BEGIN Raw data

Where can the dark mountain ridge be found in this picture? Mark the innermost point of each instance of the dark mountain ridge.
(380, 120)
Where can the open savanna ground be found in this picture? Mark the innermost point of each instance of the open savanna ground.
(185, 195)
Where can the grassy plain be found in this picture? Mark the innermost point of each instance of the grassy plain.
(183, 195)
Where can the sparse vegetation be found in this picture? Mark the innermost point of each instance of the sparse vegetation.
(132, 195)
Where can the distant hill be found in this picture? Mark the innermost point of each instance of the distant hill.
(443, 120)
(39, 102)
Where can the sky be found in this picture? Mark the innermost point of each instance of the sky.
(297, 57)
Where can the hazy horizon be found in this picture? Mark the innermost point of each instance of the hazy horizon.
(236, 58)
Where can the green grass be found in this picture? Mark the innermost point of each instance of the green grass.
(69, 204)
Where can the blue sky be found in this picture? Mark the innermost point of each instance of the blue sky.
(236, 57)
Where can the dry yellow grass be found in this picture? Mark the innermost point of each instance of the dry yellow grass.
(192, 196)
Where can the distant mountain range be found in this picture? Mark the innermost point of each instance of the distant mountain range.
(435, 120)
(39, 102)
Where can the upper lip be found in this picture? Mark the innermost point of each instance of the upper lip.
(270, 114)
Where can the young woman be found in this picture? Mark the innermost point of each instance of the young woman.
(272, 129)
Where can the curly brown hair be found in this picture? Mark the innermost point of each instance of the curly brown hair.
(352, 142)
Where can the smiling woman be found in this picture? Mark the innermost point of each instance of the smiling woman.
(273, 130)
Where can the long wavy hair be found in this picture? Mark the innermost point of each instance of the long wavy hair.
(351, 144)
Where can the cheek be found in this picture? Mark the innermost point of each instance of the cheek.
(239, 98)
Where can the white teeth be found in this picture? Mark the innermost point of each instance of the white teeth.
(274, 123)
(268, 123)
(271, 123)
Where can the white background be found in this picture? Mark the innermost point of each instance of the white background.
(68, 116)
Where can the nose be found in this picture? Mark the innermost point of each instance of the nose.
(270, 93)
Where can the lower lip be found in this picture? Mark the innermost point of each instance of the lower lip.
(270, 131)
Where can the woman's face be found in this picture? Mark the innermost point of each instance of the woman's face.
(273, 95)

END Raw data

• What is required
Starting at the line that has "Where can the lower" and continuing through the end of the material, write those lines out again with the requests included. Scale every coordinate in the answers by 0.95 and round each result to a whole number, with halves rounded up.

• Problem solution
Where can the lower lip be found in this picture? Mark the innermost point of each instance of the lower lip.
(257, 124)
Where can the woman's face be found in this picture? Mark the innermost point of each instance of the woman's face.
(259, 90)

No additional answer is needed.